### Action item
Among the entries below, find each line holding "shoe" and return it.

### Task input
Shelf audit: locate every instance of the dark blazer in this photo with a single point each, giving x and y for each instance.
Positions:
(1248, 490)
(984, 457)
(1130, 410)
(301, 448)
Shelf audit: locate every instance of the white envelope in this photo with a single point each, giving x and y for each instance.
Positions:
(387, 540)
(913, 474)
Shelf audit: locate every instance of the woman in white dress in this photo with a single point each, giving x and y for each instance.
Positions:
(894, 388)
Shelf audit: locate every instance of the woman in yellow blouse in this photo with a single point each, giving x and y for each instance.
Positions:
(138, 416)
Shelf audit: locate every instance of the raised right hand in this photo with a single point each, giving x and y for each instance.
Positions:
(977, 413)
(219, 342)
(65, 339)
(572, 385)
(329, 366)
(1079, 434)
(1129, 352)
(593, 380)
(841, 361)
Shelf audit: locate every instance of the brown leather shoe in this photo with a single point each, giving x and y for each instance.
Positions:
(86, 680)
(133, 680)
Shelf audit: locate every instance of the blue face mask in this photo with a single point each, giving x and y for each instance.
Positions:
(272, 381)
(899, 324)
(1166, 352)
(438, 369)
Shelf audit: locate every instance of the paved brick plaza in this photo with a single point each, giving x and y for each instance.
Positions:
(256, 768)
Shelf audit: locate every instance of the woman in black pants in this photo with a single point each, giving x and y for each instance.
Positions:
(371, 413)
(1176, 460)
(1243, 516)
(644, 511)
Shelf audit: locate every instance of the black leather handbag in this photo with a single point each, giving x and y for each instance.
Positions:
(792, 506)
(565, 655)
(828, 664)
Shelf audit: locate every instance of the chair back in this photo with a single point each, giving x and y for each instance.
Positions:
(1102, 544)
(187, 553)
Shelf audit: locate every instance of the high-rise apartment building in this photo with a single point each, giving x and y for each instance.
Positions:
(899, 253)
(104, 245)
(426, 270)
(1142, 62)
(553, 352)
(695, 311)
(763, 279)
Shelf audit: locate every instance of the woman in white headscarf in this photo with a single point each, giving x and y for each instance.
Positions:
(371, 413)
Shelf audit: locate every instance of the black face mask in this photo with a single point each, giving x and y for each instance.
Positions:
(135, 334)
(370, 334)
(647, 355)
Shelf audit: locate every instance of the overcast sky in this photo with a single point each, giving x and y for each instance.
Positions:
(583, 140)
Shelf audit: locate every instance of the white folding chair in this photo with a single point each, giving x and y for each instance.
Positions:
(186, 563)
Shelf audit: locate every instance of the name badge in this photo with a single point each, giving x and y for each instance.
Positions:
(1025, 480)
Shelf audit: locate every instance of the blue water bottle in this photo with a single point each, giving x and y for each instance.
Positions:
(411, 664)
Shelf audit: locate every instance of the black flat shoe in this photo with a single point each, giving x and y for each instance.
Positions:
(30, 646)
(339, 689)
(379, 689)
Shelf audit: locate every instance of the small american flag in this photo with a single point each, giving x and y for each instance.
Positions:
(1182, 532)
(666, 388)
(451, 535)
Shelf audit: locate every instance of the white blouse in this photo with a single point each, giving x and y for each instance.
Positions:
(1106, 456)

### Your response
Shelf audit: locate every instance of the brown leather shoe in this photo with a single point each, giving x and y for each instance.
Shelf audit: locate every instance of the black flat shoe in this photo with a single point each, giving x and y for each instance.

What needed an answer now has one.